* _YOUR TASK_
Start at the line containing "black belt in the photo above." and transcribe every line exactly through the end of the records below, and only those lines.

[START OF INFORMATION GIVEN]

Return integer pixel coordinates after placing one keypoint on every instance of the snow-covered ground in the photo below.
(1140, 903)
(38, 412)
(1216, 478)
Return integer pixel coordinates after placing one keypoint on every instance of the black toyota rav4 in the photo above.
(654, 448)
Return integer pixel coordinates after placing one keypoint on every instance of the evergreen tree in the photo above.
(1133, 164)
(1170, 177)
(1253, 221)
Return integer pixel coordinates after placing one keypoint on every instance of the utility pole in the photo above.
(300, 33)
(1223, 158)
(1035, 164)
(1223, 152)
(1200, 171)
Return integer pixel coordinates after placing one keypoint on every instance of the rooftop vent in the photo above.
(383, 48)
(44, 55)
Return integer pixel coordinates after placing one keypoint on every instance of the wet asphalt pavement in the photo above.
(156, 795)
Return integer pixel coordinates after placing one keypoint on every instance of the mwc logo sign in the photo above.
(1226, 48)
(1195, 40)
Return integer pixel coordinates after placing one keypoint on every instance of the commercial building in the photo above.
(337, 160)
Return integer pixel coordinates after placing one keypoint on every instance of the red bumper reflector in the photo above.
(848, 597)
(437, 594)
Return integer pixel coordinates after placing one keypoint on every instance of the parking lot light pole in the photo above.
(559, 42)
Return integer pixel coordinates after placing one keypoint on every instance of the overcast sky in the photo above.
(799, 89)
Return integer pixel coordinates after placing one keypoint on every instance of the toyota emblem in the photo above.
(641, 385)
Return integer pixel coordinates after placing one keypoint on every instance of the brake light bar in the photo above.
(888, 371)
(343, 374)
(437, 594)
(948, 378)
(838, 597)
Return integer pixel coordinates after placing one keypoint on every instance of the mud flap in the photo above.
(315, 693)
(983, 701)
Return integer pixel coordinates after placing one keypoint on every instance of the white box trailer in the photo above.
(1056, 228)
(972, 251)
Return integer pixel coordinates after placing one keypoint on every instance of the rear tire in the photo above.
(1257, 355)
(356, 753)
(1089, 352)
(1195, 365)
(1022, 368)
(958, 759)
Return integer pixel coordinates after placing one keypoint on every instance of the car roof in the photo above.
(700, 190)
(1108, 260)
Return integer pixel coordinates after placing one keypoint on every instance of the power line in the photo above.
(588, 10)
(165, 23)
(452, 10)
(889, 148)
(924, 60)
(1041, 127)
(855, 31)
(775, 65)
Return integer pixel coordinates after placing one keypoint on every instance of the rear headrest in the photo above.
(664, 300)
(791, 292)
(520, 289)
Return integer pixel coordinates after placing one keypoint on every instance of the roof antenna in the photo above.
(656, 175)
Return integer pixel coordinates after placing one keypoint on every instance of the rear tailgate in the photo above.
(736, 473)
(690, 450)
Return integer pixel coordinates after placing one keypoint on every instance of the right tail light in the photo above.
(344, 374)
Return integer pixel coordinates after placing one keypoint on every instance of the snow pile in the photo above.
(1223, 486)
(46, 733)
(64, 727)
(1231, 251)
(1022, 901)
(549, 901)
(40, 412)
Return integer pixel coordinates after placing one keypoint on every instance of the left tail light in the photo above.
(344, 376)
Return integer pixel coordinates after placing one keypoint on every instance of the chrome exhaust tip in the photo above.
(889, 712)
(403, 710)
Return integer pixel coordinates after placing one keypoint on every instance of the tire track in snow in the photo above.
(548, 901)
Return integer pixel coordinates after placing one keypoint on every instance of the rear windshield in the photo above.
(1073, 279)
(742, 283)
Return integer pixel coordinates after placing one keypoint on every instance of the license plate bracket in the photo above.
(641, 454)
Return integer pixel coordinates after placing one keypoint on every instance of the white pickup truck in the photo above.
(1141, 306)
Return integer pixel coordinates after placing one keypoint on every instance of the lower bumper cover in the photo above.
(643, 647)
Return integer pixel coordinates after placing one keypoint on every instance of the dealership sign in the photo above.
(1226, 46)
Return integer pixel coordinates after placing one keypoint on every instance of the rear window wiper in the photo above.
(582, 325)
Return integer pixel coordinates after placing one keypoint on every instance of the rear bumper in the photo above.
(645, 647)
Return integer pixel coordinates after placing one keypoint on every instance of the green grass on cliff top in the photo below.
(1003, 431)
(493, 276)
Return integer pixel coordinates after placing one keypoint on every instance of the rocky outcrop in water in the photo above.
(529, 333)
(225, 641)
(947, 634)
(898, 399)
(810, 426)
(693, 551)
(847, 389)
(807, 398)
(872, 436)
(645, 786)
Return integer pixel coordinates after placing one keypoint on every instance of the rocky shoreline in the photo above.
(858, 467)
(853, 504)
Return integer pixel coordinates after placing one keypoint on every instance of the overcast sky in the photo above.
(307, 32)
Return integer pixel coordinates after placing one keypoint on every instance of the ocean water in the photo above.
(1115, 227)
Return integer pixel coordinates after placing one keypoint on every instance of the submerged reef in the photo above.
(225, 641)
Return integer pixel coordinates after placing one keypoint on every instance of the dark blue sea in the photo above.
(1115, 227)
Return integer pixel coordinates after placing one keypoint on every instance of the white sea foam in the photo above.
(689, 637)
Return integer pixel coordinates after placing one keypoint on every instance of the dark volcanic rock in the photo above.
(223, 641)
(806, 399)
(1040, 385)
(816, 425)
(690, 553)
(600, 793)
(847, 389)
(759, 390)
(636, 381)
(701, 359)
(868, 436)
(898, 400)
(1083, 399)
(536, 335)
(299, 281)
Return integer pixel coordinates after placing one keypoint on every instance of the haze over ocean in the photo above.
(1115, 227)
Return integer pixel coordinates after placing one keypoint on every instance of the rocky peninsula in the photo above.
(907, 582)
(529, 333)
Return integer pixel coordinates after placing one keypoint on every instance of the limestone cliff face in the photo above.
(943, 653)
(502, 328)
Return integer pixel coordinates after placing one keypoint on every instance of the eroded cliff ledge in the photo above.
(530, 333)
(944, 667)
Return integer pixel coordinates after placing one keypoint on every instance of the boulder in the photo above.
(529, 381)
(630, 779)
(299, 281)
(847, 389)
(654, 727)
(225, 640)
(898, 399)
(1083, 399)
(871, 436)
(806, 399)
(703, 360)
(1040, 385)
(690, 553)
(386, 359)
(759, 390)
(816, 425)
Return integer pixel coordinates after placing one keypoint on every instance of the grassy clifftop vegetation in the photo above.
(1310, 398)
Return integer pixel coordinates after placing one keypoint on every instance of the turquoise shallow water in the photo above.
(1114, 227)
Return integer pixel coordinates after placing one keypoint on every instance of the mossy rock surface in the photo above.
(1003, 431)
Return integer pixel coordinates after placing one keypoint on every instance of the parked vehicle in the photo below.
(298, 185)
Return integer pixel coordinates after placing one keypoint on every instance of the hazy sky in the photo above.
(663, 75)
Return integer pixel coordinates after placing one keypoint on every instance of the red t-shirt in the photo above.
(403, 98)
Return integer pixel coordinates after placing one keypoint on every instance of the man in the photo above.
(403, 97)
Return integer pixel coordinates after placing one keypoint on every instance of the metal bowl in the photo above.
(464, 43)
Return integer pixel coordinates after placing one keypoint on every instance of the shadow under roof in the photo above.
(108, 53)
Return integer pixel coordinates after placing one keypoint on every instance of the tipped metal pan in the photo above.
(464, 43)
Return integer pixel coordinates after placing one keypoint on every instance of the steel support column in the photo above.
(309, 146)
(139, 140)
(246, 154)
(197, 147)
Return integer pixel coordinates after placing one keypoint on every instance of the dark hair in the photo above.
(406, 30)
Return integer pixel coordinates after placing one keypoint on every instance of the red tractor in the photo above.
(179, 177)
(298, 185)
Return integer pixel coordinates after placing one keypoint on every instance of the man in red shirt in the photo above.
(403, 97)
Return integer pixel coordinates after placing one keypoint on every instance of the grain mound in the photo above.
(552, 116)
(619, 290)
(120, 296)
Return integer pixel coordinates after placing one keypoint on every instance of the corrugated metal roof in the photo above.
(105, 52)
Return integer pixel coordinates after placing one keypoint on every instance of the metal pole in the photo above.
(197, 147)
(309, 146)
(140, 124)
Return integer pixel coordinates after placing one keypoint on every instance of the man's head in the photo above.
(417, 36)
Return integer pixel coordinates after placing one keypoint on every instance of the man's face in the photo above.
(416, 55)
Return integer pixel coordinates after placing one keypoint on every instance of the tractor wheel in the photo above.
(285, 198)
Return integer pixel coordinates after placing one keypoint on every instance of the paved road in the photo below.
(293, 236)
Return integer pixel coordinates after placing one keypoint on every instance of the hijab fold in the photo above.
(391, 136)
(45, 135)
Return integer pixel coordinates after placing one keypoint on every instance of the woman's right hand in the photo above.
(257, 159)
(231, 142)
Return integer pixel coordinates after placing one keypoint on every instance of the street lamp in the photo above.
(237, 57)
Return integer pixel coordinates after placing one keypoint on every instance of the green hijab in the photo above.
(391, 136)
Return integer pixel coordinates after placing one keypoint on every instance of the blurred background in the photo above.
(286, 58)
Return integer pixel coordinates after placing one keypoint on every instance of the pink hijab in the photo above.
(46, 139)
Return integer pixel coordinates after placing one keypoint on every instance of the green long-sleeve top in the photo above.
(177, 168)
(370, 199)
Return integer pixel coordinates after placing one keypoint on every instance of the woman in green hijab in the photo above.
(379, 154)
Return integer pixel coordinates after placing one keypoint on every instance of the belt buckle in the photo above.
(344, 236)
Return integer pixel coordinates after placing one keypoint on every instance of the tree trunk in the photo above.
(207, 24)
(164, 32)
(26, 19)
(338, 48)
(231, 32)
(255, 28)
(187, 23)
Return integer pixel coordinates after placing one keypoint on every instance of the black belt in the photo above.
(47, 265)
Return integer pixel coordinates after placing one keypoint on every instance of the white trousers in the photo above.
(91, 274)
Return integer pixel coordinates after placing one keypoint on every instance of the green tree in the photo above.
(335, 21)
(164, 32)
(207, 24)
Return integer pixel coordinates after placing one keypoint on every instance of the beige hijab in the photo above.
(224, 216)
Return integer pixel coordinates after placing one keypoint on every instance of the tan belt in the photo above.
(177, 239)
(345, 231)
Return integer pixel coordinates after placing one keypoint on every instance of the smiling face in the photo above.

[END OF INFORMATION GIVEN]

* _OUTPUT FOR THIS EXERCISE_
Return integer pixel coordinates after placing one keypoint on every instance of the black belt in the photo above.
(47, 265)
Return integer pixel coordinates after placing one keypoint on every instance of the white trousers in the photo above.
(91, 274)
Return integer pixel coordinates after placing one keypoint on every instance of the green tree in the photo above.
(335, 21)
(164, 32)
(207, 24)
Return integer pixel coordinates after placing one keypoint on every instance of the beige hijab in the photo above.
(224, 216)
Return integer pixel coordinates after placing one keypoint on every instance of the tan belt in the photo above.
(177, 239)
(345, 231)
Return integer pixel coordinates after placing one keypoint on every instance of the smiling face in the photo above.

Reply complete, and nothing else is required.